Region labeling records
-- BEGIN --

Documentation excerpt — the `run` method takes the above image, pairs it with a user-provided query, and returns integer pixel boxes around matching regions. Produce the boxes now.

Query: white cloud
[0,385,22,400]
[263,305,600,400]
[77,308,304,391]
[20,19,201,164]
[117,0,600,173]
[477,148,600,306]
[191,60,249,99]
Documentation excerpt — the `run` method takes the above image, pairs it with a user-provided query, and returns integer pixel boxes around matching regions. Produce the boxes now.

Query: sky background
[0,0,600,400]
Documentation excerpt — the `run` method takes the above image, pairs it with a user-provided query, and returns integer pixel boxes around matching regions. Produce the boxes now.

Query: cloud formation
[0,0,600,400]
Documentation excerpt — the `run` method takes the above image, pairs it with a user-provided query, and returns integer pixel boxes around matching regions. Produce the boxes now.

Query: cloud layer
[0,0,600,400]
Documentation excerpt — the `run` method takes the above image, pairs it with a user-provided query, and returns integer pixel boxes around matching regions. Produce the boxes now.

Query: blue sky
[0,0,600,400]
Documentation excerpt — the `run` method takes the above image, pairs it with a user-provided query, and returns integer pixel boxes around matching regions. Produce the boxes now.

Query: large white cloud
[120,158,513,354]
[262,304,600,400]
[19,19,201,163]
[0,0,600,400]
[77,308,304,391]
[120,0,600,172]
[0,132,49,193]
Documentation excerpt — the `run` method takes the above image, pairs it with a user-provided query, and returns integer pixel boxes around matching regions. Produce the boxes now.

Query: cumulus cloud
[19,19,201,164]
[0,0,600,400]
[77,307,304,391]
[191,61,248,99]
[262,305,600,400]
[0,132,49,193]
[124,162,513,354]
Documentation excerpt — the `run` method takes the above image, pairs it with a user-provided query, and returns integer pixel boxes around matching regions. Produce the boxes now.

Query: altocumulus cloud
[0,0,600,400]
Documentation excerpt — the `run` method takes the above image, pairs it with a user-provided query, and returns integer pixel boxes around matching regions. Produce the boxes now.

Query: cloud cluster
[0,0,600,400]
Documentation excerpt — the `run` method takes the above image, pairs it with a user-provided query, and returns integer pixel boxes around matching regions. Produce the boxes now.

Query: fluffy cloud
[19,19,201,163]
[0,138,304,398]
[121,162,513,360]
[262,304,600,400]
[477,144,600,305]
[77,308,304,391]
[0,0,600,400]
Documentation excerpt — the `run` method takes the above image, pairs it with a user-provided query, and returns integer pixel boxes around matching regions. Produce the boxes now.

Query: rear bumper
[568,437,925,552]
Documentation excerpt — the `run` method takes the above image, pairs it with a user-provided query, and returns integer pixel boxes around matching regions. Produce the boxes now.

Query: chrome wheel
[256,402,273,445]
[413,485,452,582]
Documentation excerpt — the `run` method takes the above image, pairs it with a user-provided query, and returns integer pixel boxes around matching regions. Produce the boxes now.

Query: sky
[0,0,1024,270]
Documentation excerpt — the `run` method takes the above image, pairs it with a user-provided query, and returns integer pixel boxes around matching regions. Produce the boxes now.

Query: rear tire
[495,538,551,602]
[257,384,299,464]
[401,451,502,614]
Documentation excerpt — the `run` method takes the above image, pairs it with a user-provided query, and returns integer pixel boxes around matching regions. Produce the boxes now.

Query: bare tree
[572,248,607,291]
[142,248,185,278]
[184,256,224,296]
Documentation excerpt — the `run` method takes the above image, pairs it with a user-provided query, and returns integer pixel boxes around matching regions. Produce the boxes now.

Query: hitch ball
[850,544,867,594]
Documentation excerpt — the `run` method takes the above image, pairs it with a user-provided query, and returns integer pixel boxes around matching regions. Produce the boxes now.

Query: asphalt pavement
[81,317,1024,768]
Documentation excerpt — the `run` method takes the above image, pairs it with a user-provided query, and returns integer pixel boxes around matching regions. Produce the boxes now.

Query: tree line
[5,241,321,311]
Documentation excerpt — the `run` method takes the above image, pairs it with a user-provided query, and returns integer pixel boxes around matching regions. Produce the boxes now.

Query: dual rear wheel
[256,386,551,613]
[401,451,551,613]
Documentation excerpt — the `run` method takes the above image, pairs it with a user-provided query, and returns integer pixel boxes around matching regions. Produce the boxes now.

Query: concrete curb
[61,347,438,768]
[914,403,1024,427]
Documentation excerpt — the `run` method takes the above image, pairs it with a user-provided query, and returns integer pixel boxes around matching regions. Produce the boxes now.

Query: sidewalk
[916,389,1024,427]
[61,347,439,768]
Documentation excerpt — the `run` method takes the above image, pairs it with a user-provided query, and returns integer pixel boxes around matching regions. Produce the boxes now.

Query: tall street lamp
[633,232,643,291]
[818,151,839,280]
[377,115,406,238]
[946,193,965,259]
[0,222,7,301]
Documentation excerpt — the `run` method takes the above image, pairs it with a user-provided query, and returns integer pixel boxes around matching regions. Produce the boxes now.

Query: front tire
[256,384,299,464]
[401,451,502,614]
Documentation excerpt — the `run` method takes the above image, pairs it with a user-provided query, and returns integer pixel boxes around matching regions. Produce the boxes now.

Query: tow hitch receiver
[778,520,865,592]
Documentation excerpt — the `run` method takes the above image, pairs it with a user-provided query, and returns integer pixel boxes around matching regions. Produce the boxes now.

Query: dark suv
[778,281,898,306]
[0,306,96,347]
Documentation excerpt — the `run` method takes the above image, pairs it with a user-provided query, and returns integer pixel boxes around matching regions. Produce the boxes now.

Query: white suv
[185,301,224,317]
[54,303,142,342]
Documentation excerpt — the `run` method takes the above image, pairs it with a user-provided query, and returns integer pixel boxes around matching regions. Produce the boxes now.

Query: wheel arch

-- END --

**GIVEN PROBLEM**
How many lines in the rows above contain the word "cloud"? Reply with the number alone.

**WORKED ANSWER**
8